▶ **Excerpt**
** START **
The Central Michigan Chippewas (8-5, 6-3 MAC) and San Diego State Aztecs (9-3, 5-3 MWC) meet up in Albuqerque on Saturday afternoon, when the two schools fight for the clay pot trophy in this year’s edition of the New Mexico Bowl.
Both teams will be hungry to end the year on a positive note after being unable to clinch conference championships, as SDSU was unable to advance to the championship game (Hawai’i advanced due to a head-to-head tiebreaker) and CMU couldn’t get out of their own way in their title game against Miami.
The last time CMU played a Mountain West team was the Josh Allen version of the Wyoming Cowboys in the Famous Idaho Potato Bowl, a game which did not end terribly well for them, falling 37-14. They’ll look for a better result on Saturday.
To learn more about CMU’s upcoming opponent, we talked to Mountain West Wire’s Matt Kenerley:
Hustle Belt: SDSU finished 9-3 in the regular season, and carry an undefeated out-of-conference mark, which is extremely impressive. They were narrowly shut out of the Mountain West Championship Game due to a handful of tough conference losses, however. What were the expectations heading into the season, and how have the Aztecs performed up to this point?
Matt Kenerley: There was some uncertainty about how the new-look offense would come together, but nearly every prognosticator thought the Aztecs would be a factor in the race for the Mountain West crown and they didn’t disappoint on that count. The offense had its moments, but strong defense and special teams really defined the season and while not playing for the title is perhaps a little disappointing, rebounding from last year’s November slump is a positive takeaway.
** END **
▶ **Written exercise**
Carry on the New Mexico Bowl preview from its last sentence, picking up the interview with the next question and answer. The lines after this point are separate material and have no connection to the bowl game preview.

▶ **Supplied information**
** START **
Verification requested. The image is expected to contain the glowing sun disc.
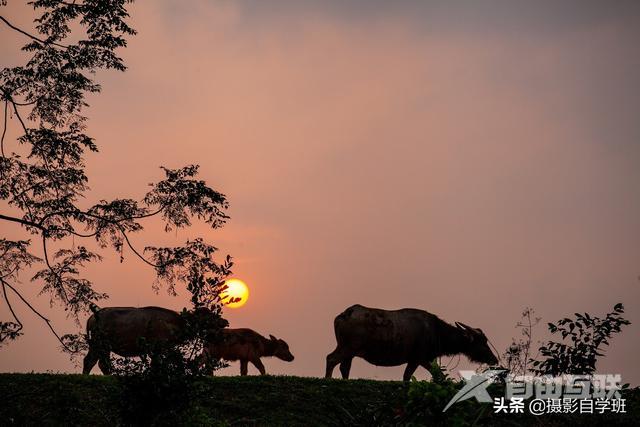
** END **
▶ **Response to this exercise**
HB: SDSU is famous for milling out dominant running backs, including Marshall Faulk, Donnell Pumphrey and Rashaad Penny. Will the offense CMU be facing be much of the same with Juwan Washington handling carries, or has it become a bit more balanced?
MK: The Aztecs have thrown the ball 44% of the time after doing so on just 40% of plays in 2018 and it’s been a good thing. The ground game has actually struggled quite a bit in 2019 despite a shift toward more pistol and spread concepts, finishing the regular season at the bottom of the Mountain West on a per-play basis, and that can’t be totally explained away by Washington’s season-long health issues (at present, he’s questionable for the bowl game).
Ryan Agnew’s emergence at quarterback, as well as that of young talents like Kobe Smith and Jesse Matthews at wide receiver, have helped them be functional more often than not, but there have been times where the whole attack has disappeared. They haven’t scored more than 17 points since October, after all, which is a dangerous path to tread.
HB: Starting corners Kyron McKinnie-Harper and Darius Bracy are both going to be out for the game, on Saturday, leaving youngsters Montrae Braswell and Norman Anderson to shoulder the load. Does that change up the gameplan for SDSU? What should CMU fans expect from the SDSU corps of receivers?
MK: The passing game doesn’t have a lot of flash, creating just six plays of 30-plus yards this fall, but it makes up for that in steadiness and it’s hard to imagine the Aztecs changing now. Smith and Matthews have done some of their best work on third downs, making catches in traffic and grinding for the extra yard, while tight end Daniel Bellinger has surprised as a niche weapon with 20 yards per catch in four of the last seven games. Add Agnew’s elusiveness to that and Central Michigan will need discipline and sound tackling to keep the Aztecs in check.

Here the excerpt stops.